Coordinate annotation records
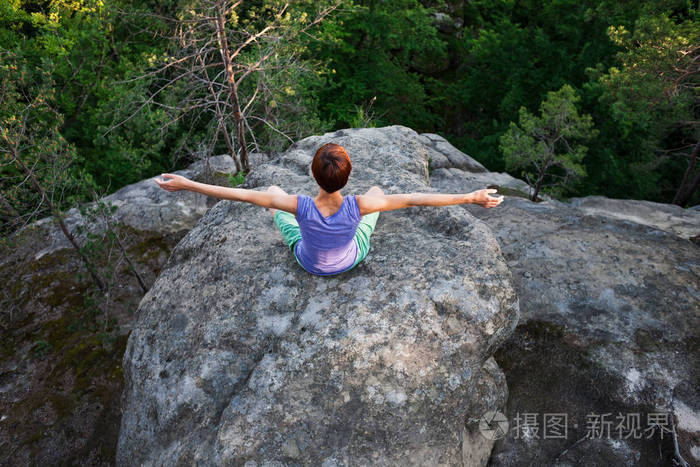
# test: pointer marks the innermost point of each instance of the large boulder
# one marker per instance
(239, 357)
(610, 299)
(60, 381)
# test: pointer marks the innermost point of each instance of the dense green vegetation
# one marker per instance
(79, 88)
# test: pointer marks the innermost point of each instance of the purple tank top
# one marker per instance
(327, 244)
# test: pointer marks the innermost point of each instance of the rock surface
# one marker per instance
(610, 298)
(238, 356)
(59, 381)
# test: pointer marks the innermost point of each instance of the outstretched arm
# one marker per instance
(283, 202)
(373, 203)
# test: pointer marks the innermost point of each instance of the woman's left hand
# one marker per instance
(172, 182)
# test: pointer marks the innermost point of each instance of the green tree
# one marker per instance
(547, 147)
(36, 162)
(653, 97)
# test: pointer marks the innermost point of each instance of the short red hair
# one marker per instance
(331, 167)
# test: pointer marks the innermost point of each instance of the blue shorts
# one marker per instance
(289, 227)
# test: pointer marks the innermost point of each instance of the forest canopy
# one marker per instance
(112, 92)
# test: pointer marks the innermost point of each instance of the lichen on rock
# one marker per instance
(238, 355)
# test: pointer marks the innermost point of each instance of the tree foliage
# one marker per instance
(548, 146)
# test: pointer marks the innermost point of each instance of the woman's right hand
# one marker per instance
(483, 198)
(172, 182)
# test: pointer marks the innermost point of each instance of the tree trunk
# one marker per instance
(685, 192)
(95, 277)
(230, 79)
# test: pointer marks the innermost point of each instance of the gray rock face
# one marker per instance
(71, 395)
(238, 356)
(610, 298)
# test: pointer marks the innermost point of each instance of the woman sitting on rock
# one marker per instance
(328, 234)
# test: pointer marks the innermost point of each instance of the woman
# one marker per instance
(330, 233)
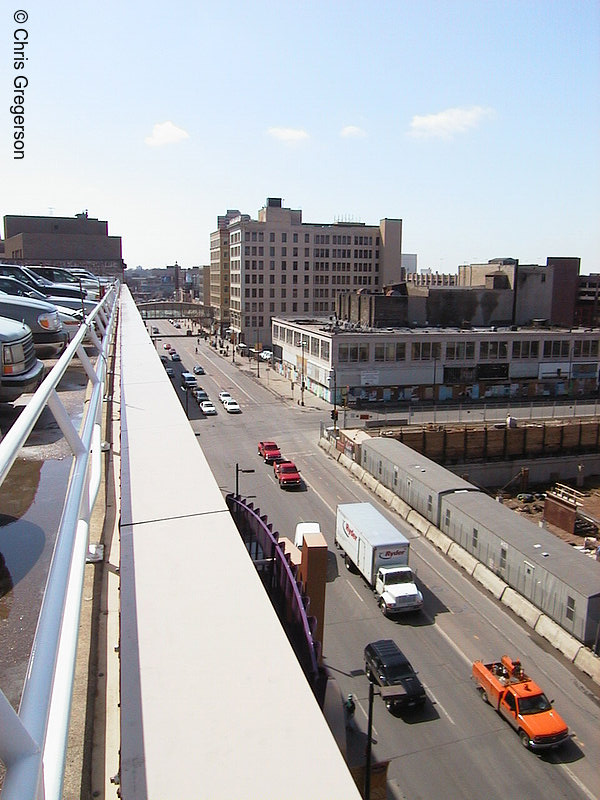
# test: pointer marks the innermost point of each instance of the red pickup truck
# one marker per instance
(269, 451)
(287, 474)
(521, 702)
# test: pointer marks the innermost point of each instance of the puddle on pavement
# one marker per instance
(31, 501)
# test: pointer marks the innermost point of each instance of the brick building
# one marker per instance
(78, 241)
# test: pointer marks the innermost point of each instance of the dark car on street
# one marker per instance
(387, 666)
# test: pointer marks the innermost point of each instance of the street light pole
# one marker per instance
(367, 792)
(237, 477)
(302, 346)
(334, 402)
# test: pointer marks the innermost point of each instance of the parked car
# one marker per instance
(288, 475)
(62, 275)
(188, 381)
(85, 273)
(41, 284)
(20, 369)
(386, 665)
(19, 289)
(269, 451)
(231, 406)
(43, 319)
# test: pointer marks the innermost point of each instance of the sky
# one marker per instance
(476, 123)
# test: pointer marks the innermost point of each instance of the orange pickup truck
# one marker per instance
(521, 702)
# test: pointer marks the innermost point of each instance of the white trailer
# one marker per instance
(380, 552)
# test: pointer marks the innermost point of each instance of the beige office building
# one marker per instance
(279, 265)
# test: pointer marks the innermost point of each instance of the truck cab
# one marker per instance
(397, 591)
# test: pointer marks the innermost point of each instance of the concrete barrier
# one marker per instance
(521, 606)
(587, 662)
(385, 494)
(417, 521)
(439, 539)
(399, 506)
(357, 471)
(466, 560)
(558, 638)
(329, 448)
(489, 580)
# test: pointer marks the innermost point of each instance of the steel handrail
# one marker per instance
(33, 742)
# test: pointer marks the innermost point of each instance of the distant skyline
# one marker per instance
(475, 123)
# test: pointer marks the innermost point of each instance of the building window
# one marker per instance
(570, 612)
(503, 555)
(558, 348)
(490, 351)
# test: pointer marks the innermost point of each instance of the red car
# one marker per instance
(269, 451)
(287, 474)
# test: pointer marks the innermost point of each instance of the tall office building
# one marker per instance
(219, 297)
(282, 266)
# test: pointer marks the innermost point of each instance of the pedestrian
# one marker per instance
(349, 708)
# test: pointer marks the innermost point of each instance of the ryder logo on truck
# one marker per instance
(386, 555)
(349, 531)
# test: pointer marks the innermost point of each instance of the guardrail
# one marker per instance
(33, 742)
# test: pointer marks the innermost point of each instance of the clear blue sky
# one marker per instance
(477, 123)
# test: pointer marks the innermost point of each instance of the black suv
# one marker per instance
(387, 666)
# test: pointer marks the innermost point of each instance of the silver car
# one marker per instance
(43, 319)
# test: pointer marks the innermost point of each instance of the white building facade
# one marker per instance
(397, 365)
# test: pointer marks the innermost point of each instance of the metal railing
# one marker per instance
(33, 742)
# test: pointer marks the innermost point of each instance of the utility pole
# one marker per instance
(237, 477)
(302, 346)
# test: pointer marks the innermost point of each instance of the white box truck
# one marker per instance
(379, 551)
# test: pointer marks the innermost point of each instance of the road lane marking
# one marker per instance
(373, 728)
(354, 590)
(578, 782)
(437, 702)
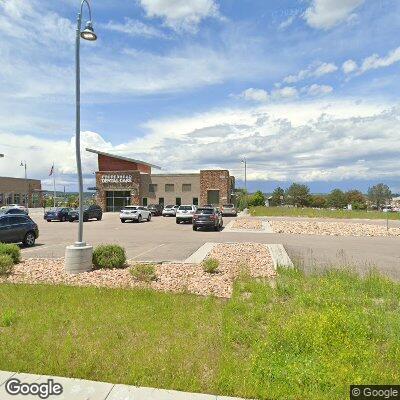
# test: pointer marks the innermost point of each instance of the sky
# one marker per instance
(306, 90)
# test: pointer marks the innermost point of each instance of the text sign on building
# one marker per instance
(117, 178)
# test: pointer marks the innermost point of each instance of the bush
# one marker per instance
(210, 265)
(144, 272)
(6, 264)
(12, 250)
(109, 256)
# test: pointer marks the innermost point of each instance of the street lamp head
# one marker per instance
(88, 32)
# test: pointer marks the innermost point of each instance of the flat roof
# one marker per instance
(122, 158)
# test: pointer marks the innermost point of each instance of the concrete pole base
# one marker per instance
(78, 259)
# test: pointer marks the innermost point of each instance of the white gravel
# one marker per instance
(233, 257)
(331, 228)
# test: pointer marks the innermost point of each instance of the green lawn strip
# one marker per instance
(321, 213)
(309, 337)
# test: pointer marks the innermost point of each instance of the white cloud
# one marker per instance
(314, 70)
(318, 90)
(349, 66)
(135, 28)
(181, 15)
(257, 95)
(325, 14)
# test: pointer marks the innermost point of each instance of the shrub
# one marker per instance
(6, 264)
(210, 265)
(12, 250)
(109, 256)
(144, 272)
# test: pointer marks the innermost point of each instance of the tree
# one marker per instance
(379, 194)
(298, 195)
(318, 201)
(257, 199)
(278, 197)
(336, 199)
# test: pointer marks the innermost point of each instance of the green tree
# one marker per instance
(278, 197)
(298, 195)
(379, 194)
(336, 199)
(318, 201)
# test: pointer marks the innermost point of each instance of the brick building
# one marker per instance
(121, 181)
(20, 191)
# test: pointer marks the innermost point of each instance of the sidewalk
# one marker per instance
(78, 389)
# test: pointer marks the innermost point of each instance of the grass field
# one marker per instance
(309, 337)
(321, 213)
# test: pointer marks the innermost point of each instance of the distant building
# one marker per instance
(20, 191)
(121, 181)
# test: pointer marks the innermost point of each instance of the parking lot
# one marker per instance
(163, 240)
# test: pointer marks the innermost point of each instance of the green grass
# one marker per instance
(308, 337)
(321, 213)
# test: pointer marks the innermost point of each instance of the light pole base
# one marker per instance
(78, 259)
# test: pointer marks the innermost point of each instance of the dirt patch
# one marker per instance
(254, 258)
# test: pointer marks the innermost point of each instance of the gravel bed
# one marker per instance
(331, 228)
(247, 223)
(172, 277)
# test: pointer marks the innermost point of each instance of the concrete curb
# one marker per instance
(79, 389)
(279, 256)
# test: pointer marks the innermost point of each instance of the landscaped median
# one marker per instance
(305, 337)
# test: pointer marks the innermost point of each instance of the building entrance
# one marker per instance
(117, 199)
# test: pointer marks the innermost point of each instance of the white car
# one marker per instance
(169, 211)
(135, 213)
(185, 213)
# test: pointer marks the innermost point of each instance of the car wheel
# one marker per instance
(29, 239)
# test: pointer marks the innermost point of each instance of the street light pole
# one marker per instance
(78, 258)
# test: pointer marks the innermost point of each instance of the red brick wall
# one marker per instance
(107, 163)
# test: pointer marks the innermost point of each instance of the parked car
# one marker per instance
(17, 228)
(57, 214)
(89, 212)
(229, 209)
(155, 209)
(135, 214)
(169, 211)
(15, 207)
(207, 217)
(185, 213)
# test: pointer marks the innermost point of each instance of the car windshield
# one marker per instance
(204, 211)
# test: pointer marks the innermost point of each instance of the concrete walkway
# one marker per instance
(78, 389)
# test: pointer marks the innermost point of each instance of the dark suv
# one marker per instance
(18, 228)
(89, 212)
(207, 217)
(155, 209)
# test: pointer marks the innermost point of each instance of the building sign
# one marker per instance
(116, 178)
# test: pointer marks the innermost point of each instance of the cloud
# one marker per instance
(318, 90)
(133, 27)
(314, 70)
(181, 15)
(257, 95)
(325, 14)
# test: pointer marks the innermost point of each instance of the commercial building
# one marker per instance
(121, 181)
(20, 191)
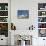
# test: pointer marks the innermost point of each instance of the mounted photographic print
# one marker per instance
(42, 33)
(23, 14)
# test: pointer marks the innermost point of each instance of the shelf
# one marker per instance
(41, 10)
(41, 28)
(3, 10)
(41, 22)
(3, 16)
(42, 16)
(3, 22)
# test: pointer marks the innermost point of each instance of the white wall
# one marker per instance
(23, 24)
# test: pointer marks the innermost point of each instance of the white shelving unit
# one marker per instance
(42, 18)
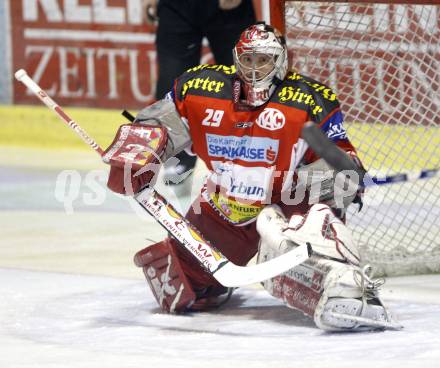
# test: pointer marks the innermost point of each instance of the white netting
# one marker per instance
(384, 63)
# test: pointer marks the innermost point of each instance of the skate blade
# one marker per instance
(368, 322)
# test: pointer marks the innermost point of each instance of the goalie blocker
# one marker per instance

**What you have to do**
Working from the line that contains "the car wheel" to the last line of the listing, please quote each line exactly, pictures excluded.

**Complete output**
# test: pointer marks the innermost point of each instance of the car wheel
# one marker per instance
(29, 239)
# test: pointer marks the innermost point of each instance of the street light pole
# one marker per instance
(78, 258)
# test: pointer marks the innermost point of each instance of the red brick wall
# one marker per instance
(107, 163)
# test: pointer marks the innermost point of each instance of the parked car
# one marker per instance
(17, 228)
(57, 214)
(89, 212)
(229, 209)
(155, 209)
(135, 214)
(169, 211)
(15, 207)
(207, 217)
(185, 213)
# test: pointer marks the innermost point of each instance of the car windshield
# one marker per instance
(204, 211)
# test: pointer marks the innermost point of each instance of the concrete walkway
# one marker per instance
(78, 389)
# test: pointer marks the innermost point of each instance of the dark suv
# one marker per instance
(18, 228)
(89, 212)
(207, 217)
(155, 209)
# test: pointer marks the innermost point of each instance of the building sign
# one marker per instance
(116, 178)
# test: pointer marks the innermost point of each instance of the cloud
# one marker per instance
(318, 90)
(133, 27)
(314, 70)
(181, 15)
(257, 95)
(325, 14)
# test: pointer marks the innermost point of each instance of the commercial building
# one marker per instance
(121, 181)
(20, 191)
# test: pointer marks the innermost point of each instance of the mounted photographic print
# one marker per instance
(42, 33)
(23, 14)
# test: pointer marks the innermost point of each instance of the shelf
# one marker per instance
(41, 10)
(41, 28)
(3, 10)
(41, 22)
(3, 16)
(42, 16)
(3, 22)
# test: pointer marks the innermost point of each instance of the white wall
# one marker per instance
(23, 24)
# test: pointer marks the innermost point of each instance of the white shelving unit
# one marker per instance
(42, 18)
# test: pointer marks the innermost point of each instance of the white netting
# one marker per instance
(384, 63)
# test: pointer marks the innermost point of each instance of the skate blade
# one marker per instance
(368, 322)
# test: pointer marks the innermost point of each instance of the goalie blocker
# one marker per instance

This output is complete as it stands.